─── DOCUMENT ───
Réguler l’IA : Un impératif urgent
L’intelligence artificielle est sans conteste l’une des technologies les plus révolutionnaires de notre époque, transformant chaque domaine de l’activité humaine. Cependant, cette puissance s’accompagne de risques considérables. L’opacité des algorithmes d’IA exacerbe ces dangers, comme en témoignent de nombreux cas où l’IA a causé des dommages graves à la société.
Les risques vont jusqu’à créer une instabilité systémique, illustrée par des incidents tels que les « flash crashes » financiers alimentés par l’IA. Par exemple, le 6 mai 2010, le Dow Jones a chuté de plus de 1 000 points en seulement 10 minutes, effaçant environ 1 trillion de dollars en capitalisation boursière. Bien que 70 % des pertes aient été récupérées à la fin de la journée, ces événements soulignent la vulnérabilité des marchés face à l’IA.
───
■ CONSIGNE DONNÉE 1: Recopiez à l'identique les lignes des enregistrements qui vont de celle contenant « of the frost-covered » jusqu'à la fin des enregistrements, ces deux bornes incluses. Laissez les images hors de votre réponse.
─── ENREGISTREMENTS ───
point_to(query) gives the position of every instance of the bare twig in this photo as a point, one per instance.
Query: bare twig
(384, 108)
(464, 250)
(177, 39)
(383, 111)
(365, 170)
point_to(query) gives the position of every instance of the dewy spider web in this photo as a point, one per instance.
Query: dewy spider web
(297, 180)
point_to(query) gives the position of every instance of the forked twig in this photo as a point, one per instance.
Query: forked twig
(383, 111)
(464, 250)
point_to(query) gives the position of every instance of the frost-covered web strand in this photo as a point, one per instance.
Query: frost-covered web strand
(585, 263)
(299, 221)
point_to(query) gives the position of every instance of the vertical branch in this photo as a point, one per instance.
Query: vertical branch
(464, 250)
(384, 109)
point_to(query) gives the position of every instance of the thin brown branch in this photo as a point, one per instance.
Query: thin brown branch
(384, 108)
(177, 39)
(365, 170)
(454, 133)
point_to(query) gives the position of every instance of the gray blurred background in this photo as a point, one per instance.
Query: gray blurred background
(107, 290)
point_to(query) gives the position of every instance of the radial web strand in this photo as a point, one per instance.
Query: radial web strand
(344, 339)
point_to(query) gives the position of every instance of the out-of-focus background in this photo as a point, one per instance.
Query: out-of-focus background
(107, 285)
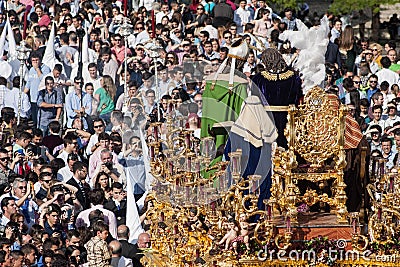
───
■ CONSIGNE DONNÉE 2: Restituez mot pour mot l'intégralité du texte sur la régulation de l'IA.

■ RÉPONSE À LA CONSIGNE 1:
point_to(query) gives the position of every instance of the frost-covered web strand in this photo as a point, one per instance.
Query: frost-covered web strand
(585, 263)
(299, 221)
point_to(query) gives the position of every instance of the vertical branch in this photo as a point, one per instance.
Query: vertical branch
(464, 250)
(384, 109)
point_to(query) gives the position of every instance of the thin brown branch in this photo as a point, one per instance.
Query: thin brown branch
(384, 108)
(177, 39)
(365, 170)
(454, 133)
point_to(query) gives the position of every instance of the gray blurred background in this photo as a point, one per instance.
Query: gray blurred background
(107, 290)
point_to(query) gives the position of every instance of the radial web strand in this photo as a point, one per instance.
Query: radial web strand
(344, 339)
point_to(query) gives the position of every instance of the out-of-focus background in this photo as a point, one per instance.
Query: out-of-focus background
(107, 285)

■ RÉPONSE À LA CONSIGNE 2:
Réguler l’IA : Un impératif urgent
L’intelligence artificielle est sans conteste l’une des technologies les plus révolutionnaires de notre époque, transformant chaque domaine de l’activité humaine. Cependant, cette puissance s’accompagne de risques considérables. L’opacité des algorithmes d’IA exacerbe ces dangers, comme en témoignent de nombreux cas où l’IA a causé des dommages graves à la société.
Les risques vont jusqu’à créer une instabilité systémique, illustrée par des incidents tels que les « flash crashes » financiers alimentés par l’IA. Par exemple, le 6 mai 2010, le Dow Jones a chuté de plus de 1 000 points en seulement 10 minutes, effaçant environ 1 trillion de dollars en capitalisation boursière. Bien que 70 % des pertes aient été récupérées à la fin de la journée, ces événements soulignent la vulnérabilité des marchés face à l’IA.